PROBLEM SET:
A - Decide whether each statement agrees with the post about old websites: (i) the writer pays $6.99 a month to keep an old Flickr account; (ii) the writer emailed Tumblr support after the account was hacked; (iii) the writer started a Wordpress after moving to Portland. Answer yes or no for each, quoting the words of the post that settle it.
B - According to the post about old websites, what did the writer mostly use Xanga for?
C - Copy the part of the post about old websites that runs from "After my foray" to "sometime around 2009.".

SELECTED TEXT:

'''

I “built” my first Geocitites website when I was in middle school. I remember the black background and the spinning, fuzzy graphics. I remember Shakira and Weezer lyrics. I don’t remember anything else because as far as I know, it doesn’t exist anymore.
After my foray into Geocities, I joined Xanga, a weblog community I mostly used to spy on my older brother and his friends. I made friends on Xanga I still have to this day despite writing the most boring, ridiculous, and sometimes offensive teenage thoughts - at least I assume they were. I ignored dozens of emails warning me that all would be lost and let my Xanga absorb into internet oblivion sometime around 2009.
I had a very cute and robust fashion blog that I kept semi-secretly throughout college, alongside a very active Facebook account. After I accepted my first teaching job, I quit fashion blogging because I deemed it “unprofessional” (what does a 22 year-old know about being professional? I am not sure) and deactivated my Facebook account immediately after graduating because I “did not want to know the political beliefs of my colleagues” (ok, maybe 22 year-old Lexie knew something….). I have some outfit photos saved on an old Flickr account that I pay $6.99 monthly to maintain, but my other photo hosting sites are long gone, along with ALL of my Facebook photos from late high school and college because I didn’t think to transfer them before fully deleting my account.
A few years after college, my Tumblr account was hacked, and I lost my copperoranges domain. I have no idea who would want to own copperoranges, words that I just put together randomly after rolling many coins from my piggy bank to buy Jones Soda from a lan lounge in Murfreesboro, trying to mask my metallic scented hands with some orange blossom lotion from Bath and Bodyworks. I really wanted a screen name without numbers in it, and “copperoranges” worked. I loved Tumblr because it was pure mood. I wrote sometimes, but it felt like digitally collaging a self in ways that I could never achieve with personal blogging. When it was hacked, I didn’t have the heart to email the Tumblr support staff - it felt silly. Can you please restore my Tumblr that I no longer use but still want to see in order to remember what it felt like to be in my early 20s? Thanks.
When I moved to Portland, I started a Wordpress. I wrote mainly when Big Life Things happened. I documented my wedding, pregnancies lost, job changes, some pandemic memories, books I read. I wrote more in the summer because I had more time. It felt the most for me because besides Cup of Jo, most everyone had moved on from personal domain blogging. I never really liked the Wordpress platform, but I think that has more to do with me aging out of being one who is served by technology than the site itself. My Wordpress still exists and will until the internet takes it away from me.
Despite being a little late to the game and not wanting to feel like one more email in your inbox, I am here for now. I will share what I can, when I can. I am glad you are reading.
With love,
Lexie
Xanga friends for life!!
Love your name "copper oranges" :)) so unique!

'''

DATASET SECTION:
'''

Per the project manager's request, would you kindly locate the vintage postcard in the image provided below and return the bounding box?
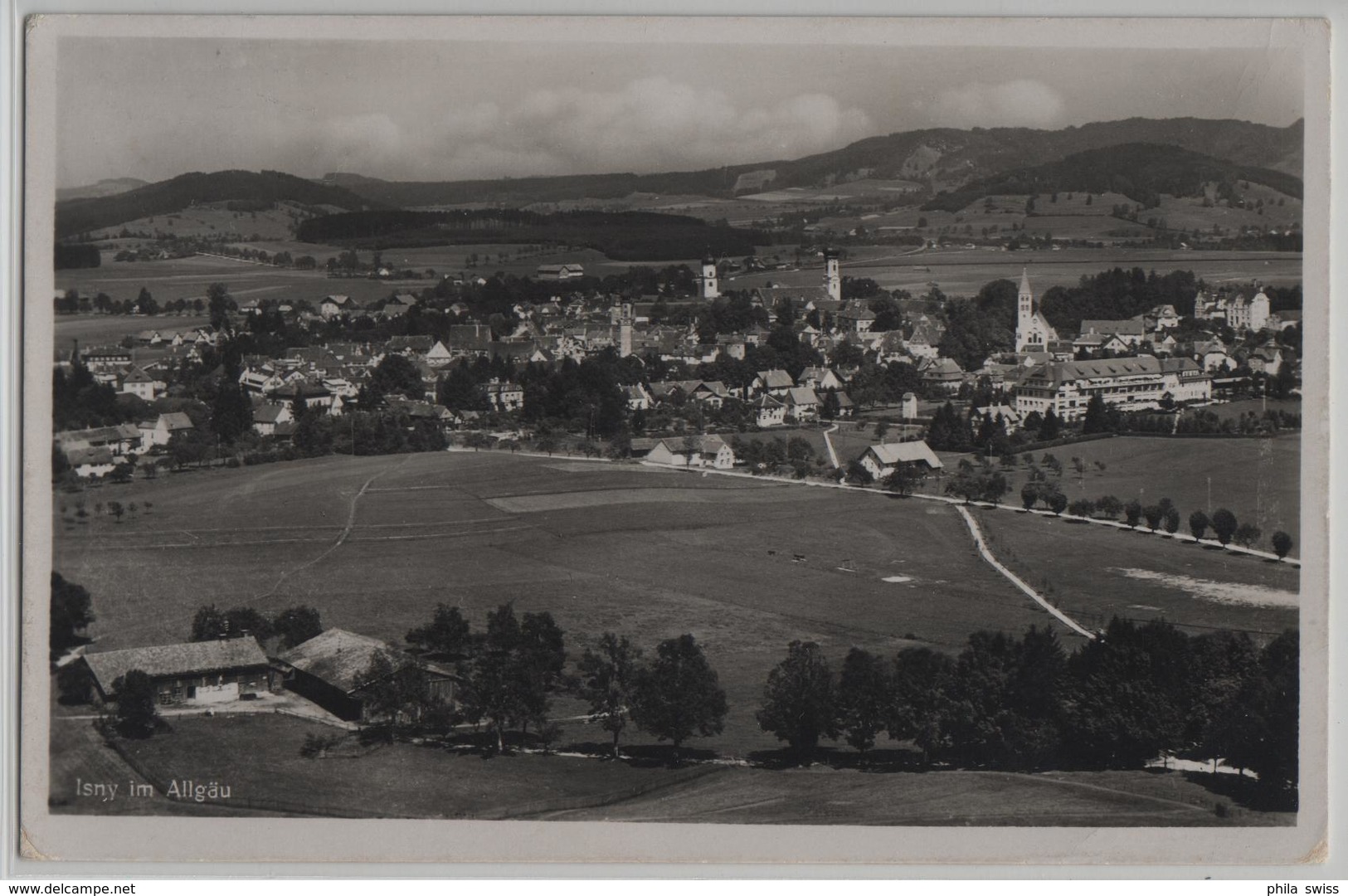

'''

EXERCISE RESULTS:
A -
(i) Yes: "I have some outfit photos saved on an old Flickr account that I pay $6.99 monthly to maintain"
(ii) No: "When it was hacked, I didn’t have the heart to email the Tumblr support staff"
(iii) Yes: "When I moved to Portland, I started a Wordpress."

B - To spy on an older brother and his friends.

C -
After my foray into Geocities, I joined Xanga, a weblog community I mostly used to spy on my older brother and his friends. I made friends on Xanga I still have to this day despite writing the most boring, ridiculous, and sometimes offensive teenage thoughts - at least I assume they were. I ignored dozens of emails warning me that all would be lost and let my Xanga absorb into internet oblivion sometime around 2009.